Job =
Every line from the line containing "The component shall indicate each instance of the badge" through the final line below is to be repeated exactly; no other line is.
--------------------
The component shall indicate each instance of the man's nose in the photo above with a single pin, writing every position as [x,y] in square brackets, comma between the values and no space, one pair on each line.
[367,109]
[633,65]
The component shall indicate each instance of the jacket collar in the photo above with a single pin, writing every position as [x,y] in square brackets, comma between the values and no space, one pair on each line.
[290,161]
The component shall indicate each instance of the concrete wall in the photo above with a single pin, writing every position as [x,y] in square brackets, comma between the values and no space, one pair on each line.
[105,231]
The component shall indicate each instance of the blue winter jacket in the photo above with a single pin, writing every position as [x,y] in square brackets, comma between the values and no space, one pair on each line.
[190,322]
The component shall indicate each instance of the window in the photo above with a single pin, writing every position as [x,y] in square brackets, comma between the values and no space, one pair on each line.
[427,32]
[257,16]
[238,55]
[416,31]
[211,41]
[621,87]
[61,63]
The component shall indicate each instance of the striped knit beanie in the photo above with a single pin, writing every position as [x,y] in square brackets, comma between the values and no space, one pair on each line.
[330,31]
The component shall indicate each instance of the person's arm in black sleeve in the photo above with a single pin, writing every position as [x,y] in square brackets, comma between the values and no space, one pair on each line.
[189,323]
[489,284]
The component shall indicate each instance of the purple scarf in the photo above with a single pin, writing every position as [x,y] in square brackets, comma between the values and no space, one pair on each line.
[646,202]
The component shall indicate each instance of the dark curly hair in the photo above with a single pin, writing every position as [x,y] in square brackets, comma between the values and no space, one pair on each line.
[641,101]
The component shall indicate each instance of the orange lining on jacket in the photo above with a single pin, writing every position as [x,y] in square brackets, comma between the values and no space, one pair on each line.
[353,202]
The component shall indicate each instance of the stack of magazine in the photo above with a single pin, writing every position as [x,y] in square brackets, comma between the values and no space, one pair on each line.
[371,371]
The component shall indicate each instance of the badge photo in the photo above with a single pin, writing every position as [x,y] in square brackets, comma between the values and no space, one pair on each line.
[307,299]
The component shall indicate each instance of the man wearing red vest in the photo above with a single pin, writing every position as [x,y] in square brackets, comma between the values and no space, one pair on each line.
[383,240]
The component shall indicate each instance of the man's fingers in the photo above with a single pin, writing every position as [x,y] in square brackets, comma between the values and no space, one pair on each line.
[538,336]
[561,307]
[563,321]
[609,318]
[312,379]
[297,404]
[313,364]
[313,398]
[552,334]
--------------------
Exercise solution =
The component shall indicate each instance of the badge photo in the photo above with a single pin, writing every position as [x,y] in square brackets, comma between the values and no space, one pair on each line.
[307,299]
The component shall indicate each instance of the man wearing red vest in the photo above with a single pin, writing every position as [x,y] in square brackets, comma between the values and no space, one pair on each line.
[383,240]
The component shall indicate each instance of the man's fingers in the photo above with a single pin, writing every position as [x,y] in square brackets, comma between the values and no space, one pair on each line.
[538,336]
[561,307]
[563,321]
[609,318]
[312,379]
[297,404]
[313,364]
[313,398]
[552,334]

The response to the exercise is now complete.